* Start INPUT DATA *

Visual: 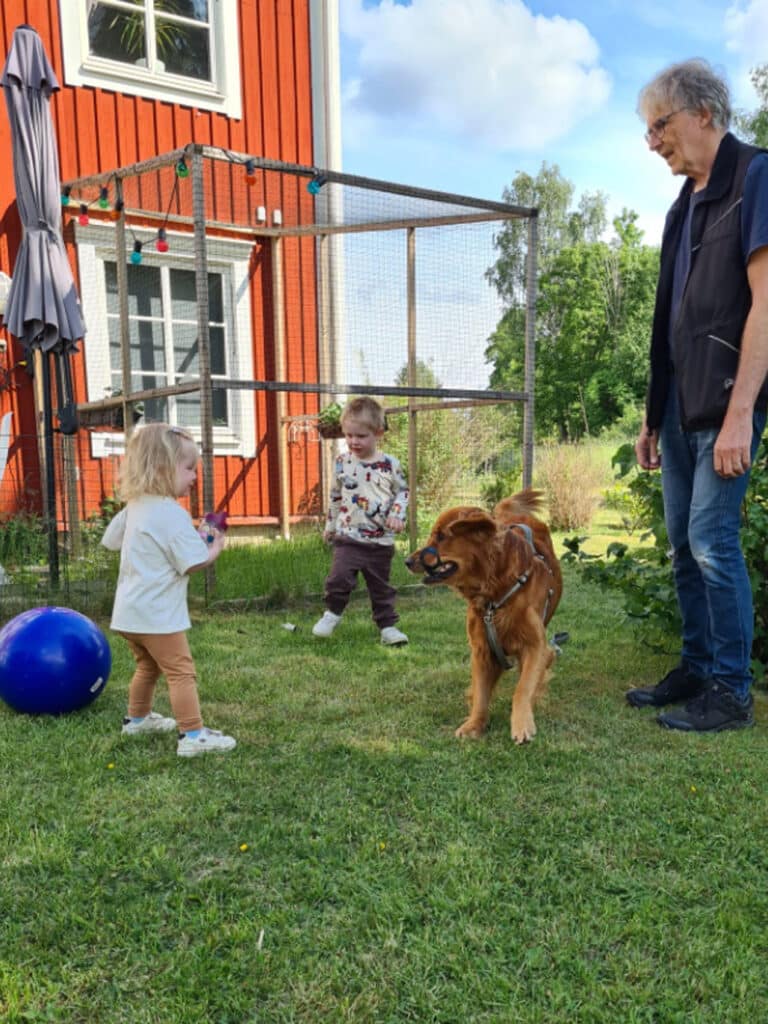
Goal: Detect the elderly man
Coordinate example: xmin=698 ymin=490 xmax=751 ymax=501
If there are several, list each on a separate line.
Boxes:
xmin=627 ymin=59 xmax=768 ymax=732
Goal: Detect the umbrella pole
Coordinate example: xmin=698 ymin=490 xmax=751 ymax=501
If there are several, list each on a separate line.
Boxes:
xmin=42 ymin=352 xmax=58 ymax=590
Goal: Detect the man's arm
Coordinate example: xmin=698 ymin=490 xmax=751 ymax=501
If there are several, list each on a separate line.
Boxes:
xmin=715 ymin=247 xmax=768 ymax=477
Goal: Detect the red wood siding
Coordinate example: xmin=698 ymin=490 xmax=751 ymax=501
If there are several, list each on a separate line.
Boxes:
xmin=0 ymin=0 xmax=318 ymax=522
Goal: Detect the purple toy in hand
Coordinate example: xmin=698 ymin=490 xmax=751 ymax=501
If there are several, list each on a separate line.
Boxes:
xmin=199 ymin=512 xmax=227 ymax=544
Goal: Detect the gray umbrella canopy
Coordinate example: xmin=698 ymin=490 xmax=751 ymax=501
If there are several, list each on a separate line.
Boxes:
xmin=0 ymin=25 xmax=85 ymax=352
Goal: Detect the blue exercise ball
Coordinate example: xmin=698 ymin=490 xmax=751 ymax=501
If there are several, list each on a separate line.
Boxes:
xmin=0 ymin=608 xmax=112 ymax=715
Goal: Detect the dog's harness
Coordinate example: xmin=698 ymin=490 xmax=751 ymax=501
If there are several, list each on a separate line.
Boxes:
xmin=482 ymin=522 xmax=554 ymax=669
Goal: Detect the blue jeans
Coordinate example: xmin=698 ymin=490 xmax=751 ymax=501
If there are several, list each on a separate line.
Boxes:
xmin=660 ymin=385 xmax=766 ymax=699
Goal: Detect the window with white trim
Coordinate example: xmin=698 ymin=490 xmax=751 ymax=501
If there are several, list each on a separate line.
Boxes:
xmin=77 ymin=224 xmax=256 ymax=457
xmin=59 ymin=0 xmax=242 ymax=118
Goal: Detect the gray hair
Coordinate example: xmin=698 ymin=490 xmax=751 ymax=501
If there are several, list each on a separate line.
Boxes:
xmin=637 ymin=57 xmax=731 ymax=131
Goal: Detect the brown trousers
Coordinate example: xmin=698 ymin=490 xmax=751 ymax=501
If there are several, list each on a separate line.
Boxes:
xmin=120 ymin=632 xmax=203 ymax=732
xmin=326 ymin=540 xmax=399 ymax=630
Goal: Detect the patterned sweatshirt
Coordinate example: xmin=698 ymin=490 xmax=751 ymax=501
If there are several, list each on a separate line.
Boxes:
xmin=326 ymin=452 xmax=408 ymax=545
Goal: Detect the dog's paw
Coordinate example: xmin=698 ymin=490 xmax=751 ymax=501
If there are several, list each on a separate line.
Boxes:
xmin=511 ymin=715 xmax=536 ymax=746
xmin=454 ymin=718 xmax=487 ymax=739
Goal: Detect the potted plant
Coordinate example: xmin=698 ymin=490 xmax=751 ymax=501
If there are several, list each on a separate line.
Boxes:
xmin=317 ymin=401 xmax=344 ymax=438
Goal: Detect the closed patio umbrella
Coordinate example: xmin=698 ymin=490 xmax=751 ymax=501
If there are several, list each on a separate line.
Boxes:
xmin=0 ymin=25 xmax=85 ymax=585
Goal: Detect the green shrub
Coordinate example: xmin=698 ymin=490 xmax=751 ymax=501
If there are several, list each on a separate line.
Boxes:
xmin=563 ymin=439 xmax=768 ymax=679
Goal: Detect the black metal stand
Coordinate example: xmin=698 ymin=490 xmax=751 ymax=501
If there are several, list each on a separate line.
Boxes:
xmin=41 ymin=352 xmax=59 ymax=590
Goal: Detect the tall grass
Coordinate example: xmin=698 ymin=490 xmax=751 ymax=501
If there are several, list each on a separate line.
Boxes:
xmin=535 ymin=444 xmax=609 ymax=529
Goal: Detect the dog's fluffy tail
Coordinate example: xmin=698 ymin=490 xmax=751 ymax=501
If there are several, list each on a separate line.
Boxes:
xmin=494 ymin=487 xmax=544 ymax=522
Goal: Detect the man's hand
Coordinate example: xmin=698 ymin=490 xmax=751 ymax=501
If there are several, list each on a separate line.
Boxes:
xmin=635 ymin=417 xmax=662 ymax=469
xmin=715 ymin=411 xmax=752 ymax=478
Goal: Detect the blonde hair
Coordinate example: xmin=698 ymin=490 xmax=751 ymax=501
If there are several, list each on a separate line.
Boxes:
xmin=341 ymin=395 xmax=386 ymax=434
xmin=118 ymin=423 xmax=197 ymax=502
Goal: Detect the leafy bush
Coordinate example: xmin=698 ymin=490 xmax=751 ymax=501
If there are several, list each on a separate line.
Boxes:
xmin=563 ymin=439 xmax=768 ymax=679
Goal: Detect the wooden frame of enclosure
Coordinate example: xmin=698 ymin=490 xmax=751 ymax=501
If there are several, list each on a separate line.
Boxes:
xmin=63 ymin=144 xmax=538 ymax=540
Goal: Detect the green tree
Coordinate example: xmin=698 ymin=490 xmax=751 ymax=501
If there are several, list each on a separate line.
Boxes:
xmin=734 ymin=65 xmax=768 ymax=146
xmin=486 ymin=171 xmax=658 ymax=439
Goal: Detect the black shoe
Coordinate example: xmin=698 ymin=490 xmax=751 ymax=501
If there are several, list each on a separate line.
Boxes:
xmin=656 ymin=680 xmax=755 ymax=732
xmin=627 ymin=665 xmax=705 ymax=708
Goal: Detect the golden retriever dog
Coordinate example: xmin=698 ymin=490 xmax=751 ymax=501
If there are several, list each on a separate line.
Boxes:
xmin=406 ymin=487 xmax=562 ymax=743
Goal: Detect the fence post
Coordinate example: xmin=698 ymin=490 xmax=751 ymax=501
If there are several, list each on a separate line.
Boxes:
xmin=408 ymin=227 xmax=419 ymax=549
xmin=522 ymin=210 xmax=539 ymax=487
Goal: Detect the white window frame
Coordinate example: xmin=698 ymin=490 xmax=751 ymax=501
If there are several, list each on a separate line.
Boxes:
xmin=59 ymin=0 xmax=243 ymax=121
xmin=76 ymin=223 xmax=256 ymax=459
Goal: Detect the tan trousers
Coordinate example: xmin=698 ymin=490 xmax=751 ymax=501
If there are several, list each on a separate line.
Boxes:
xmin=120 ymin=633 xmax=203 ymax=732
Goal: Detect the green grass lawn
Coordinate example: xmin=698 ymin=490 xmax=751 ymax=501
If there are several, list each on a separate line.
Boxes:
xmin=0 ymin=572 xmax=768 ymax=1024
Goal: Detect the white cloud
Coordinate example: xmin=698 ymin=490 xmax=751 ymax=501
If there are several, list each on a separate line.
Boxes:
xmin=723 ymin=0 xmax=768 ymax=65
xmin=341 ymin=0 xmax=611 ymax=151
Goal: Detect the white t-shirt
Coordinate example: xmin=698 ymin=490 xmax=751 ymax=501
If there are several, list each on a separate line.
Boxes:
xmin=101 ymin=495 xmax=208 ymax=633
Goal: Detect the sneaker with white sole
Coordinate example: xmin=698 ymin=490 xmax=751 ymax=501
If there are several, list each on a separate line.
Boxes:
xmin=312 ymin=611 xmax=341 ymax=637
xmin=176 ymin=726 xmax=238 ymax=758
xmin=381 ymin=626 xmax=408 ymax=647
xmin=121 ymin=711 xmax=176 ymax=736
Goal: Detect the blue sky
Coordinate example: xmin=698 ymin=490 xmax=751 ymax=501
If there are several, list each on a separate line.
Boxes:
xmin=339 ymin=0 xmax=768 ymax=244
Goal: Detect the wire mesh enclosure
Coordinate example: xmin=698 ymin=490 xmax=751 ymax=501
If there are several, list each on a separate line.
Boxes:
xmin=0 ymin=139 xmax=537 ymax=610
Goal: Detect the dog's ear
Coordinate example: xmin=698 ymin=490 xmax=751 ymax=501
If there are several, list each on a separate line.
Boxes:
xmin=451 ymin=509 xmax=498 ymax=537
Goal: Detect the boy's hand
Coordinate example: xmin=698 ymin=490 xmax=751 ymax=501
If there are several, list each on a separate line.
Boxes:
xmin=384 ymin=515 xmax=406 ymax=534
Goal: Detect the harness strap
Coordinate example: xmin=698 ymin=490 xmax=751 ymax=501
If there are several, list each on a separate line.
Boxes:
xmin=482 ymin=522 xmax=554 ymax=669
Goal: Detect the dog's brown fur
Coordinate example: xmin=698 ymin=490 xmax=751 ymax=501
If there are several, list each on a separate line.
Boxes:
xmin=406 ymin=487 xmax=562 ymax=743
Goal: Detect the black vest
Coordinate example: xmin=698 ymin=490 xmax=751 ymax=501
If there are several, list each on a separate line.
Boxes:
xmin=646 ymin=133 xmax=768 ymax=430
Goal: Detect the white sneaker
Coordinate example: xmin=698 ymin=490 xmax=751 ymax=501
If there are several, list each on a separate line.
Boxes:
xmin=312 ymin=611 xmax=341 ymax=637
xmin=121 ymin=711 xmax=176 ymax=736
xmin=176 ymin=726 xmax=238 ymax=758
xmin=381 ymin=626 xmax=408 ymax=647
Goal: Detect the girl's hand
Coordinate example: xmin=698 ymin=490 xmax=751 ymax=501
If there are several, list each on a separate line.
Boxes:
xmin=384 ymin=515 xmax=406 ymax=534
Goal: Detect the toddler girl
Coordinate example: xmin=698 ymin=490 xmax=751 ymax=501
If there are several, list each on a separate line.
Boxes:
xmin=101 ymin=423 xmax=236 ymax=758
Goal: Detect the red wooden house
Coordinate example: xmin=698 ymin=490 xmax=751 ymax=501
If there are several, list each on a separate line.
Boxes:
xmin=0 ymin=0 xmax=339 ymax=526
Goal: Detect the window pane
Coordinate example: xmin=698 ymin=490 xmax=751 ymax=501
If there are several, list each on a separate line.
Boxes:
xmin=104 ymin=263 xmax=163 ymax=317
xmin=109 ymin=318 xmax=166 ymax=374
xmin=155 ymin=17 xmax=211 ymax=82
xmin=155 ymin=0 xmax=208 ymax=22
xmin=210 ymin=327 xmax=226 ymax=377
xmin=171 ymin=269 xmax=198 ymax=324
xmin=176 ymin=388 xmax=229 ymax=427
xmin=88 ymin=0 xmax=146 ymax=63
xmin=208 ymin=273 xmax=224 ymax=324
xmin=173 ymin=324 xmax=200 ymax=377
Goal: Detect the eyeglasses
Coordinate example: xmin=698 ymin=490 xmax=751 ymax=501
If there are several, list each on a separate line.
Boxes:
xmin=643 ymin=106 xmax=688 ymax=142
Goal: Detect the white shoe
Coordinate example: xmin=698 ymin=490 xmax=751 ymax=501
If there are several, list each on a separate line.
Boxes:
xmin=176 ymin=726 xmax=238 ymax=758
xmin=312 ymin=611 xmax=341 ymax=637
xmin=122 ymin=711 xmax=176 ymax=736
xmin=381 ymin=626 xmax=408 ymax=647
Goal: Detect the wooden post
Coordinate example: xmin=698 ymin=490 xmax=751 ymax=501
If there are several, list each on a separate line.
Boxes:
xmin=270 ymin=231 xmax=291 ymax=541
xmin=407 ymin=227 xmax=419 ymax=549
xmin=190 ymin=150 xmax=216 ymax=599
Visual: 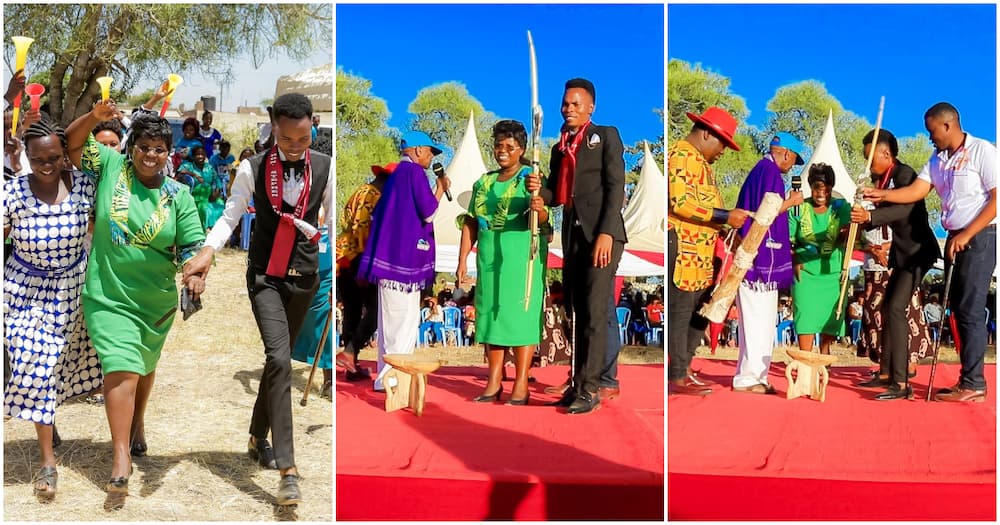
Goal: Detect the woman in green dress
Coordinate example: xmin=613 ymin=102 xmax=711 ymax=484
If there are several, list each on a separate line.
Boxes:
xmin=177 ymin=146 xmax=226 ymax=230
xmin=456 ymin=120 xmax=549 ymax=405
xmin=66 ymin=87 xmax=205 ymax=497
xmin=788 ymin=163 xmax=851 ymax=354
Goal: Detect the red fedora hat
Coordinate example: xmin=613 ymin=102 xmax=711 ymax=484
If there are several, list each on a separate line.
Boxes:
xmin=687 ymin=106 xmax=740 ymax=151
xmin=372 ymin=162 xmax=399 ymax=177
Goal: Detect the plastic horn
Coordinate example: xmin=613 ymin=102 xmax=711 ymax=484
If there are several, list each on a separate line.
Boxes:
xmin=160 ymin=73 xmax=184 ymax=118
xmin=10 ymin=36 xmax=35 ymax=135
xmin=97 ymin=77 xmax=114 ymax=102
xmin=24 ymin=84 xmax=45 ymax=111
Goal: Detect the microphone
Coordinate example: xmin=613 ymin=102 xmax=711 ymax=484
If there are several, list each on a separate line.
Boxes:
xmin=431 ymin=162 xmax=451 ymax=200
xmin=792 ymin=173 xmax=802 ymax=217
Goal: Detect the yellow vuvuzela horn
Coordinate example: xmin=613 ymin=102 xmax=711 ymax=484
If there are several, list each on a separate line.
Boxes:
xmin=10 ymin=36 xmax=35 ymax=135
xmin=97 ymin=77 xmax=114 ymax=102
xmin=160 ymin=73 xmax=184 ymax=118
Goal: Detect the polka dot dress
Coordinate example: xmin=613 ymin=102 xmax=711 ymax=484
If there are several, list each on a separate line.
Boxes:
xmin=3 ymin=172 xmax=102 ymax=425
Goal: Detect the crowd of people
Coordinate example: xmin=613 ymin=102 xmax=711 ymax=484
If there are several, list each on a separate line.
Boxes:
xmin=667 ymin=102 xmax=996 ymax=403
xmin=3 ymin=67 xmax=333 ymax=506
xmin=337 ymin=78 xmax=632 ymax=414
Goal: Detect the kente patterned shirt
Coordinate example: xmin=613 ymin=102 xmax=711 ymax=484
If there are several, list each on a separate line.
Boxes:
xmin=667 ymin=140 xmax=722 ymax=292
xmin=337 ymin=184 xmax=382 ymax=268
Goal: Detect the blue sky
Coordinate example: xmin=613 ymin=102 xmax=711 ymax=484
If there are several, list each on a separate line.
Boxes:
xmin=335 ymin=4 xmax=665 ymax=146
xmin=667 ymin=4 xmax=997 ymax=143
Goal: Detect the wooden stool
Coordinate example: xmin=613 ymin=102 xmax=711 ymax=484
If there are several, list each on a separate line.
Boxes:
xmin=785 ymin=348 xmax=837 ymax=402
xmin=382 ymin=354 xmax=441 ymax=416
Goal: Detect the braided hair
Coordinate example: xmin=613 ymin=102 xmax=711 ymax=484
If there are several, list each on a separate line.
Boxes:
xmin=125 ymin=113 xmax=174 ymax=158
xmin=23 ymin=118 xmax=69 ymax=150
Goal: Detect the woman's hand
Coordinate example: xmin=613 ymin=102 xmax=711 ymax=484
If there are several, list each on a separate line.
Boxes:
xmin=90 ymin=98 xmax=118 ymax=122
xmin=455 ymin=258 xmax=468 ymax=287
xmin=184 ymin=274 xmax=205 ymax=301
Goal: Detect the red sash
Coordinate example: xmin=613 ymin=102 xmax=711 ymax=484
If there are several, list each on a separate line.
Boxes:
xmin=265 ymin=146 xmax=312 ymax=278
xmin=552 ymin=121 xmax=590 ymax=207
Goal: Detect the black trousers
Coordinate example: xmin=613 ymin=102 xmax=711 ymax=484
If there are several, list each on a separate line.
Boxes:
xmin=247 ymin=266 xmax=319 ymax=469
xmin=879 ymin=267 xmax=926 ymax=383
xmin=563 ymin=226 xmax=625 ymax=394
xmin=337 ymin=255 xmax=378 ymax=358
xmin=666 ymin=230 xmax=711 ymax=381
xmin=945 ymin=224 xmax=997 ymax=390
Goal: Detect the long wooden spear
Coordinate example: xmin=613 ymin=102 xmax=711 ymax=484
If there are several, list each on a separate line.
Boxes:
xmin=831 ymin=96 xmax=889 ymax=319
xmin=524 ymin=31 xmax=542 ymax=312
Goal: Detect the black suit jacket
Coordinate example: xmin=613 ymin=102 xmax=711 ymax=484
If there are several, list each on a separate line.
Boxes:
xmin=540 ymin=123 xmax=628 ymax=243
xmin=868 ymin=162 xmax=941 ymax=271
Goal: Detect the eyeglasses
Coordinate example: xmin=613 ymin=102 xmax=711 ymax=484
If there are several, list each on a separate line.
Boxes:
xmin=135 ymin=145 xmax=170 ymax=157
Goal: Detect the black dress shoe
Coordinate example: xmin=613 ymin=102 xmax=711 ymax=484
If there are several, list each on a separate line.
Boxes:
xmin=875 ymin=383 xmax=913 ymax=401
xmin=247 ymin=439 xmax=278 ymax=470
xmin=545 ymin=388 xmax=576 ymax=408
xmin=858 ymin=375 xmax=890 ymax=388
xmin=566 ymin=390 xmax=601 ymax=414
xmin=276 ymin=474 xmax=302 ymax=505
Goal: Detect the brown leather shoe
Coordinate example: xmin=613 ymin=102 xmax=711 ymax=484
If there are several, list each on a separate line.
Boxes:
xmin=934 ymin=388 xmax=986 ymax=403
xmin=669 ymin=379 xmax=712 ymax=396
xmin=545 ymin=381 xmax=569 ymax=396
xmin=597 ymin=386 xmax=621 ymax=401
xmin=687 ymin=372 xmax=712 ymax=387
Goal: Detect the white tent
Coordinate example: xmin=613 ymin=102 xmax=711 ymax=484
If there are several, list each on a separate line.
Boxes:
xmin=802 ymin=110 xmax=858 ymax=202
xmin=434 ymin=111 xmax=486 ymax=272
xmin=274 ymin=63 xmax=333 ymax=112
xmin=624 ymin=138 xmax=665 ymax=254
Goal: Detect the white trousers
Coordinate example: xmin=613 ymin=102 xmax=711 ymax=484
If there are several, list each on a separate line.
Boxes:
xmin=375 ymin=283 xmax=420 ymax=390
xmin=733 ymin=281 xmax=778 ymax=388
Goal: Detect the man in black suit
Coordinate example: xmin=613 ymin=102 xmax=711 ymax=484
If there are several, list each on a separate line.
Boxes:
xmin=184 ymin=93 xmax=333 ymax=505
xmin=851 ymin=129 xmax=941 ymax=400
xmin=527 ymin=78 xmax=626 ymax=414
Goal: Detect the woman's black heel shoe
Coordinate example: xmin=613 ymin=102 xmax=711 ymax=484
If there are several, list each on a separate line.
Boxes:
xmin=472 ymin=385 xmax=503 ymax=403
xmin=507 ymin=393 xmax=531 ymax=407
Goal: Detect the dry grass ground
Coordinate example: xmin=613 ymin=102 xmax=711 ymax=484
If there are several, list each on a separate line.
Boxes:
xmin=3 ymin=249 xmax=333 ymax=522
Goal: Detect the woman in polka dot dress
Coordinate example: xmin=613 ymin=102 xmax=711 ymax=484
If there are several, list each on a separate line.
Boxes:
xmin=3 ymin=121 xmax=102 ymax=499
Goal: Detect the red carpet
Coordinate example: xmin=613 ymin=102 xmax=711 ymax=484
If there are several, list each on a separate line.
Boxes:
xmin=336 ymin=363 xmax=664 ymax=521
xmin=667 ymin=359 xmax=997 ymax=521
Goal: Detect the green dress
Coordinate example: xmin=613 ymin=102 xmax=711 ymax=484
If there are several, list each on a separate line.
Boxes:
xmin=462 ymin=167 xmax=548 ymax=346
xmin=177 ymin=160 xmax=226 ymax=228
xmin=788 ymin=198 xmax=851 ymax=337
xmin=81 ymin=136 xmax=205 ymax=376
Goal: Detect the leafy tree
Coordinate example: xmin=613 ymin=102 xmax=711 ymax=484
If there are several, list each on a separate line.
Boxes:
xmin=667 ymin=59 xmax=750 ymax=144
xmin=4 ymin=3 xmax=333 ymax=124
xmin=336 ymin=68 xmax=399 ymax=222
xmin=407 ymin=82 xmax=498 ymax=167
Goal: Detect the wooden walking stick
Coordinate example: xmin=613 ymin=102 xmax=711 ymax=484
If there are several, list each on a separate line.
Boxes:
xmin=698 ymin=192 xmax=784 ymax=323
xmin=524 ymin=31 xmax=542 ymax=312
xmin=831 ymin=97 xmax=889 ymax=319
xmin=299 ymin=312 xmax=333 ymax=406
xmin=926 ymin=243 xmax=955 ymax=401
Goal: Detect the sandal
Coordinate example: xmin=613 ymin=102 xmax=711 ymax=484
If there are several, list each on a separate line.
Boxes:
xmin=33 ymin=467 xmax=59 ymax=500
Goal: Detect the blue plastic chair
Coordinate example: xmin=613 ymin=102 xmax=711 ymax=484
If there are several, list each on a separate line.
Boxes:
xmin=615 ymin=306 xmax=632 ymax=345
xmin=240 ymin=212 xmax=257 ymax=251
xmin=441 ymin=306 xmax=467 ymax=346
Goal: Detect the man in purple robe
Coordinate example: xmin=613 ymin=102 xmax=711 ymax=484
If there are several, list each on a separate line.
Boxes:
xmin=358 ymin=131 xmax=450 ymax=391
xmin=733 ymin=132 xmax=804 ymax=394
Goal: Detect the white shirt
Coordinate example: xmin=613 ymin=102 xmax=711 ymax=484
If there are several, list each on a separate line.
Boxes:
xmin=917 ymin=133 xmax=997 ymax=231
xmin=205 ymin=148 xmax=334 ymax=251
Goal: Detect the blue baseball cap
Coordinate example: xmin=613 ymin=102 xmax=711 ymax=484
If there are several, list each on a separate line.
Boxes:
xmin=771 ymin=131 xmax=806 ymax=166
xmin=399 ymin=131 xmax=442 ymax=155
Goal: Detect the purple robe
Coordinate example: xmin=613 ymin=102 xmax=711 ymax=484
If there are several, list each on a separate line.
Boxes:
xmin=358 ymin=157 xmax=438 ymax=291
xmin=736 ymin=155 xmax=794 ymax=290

* End INPUT DATA *

▸ TASK TO COMPLETE: Please copy the rows above verbatim, starting with the line that contains "Goal: Detect the purple robe" and going on through the last line of the rows.

▸ SOLVED EXERCISE:
Goal: Detect the purple robe
Coordinate example: xmin=613 ymin=102 xmax=711 ymax=484
If there are several, list each on a separate line.
Boxes:
xmin=358 ymin=157 xmax=438 ymax=291
xmin=736 ymin=155 xmax=794 ymax=290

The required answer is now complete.